Work item: Report every line of the records that includes the word "instance".

Records:
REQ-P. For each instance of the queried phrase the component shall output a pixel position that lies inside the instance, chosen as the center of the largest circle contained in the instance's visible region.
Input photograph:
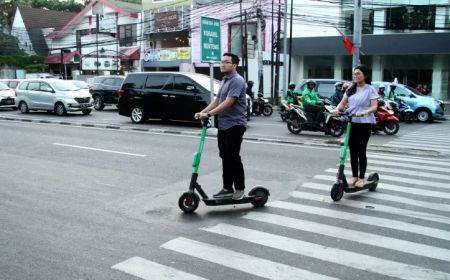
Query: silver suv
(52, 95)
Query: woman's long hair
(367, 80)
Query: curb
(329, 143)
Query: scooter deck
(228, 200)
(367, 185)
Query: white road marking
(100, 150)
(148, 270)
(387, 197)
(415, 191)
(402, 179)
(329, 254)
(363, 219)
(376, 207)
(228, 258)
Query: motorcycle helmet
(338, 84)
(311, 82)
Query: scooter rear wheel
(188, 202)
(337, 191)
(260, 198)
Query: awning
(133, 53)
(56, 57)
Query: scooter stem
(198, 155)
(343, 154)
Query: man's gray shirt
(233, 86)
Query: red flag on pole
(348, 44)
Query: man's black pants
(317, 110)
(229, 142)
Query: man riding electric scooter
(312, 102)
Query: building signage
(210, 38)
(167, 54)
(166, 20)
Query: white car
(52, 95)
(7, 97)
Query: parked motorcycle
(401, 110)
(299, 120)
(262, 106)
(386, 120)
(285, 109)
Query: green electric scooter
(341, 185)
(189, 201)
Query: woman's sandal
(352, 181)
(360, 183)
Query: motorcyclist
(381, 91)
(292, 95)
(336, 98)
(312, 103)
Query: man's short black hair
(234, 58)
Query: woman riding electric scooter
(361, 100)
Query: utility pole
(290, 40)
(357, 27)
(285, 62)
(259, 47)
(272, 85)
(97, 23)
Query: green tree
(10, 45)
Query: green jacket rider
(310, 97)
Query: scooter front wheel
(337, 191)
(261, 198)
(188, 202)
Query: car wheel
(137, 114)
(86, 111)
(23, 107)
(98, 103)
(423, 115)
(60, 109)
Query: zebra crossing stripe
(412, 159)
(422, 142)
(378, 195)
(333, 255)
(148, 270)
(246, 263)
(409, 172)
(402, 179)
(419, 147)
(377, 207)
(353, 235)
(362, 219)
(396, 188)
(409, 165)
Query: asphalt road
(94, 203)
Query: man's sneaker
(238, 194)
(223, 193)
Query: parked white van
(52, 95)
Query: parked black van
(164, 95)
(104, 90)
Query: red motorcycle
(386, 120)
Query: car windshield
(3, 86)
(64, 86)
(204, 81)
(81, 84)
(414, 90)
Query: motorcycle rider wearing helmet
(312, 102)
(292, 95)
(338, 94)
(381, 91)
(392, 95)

* * *

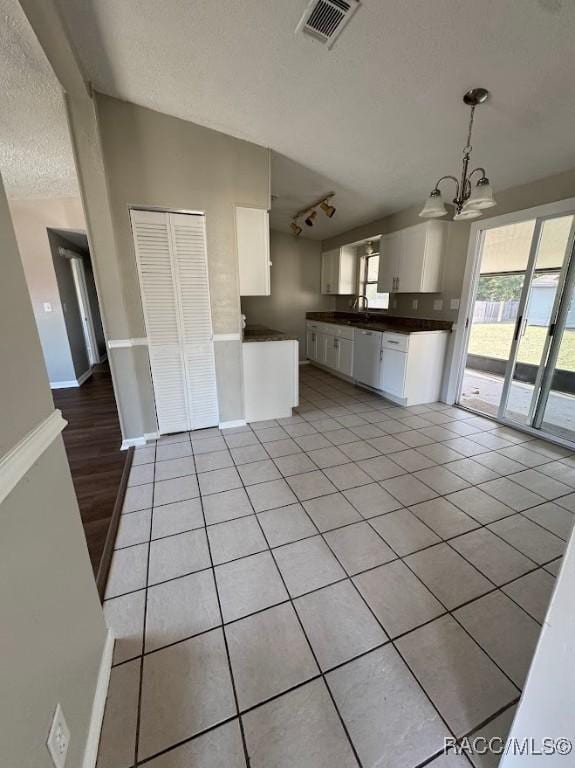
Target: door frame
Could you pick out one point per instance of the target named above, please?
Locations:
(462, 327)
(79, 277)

Problem solution:
REQ-P. For each instance of the queried phrase the component shall output a pixel position that lies inside the instance, chosen as the center of the largest circle contained in the instance's visible region.
Could you pick out one point per instance of the target named above, please?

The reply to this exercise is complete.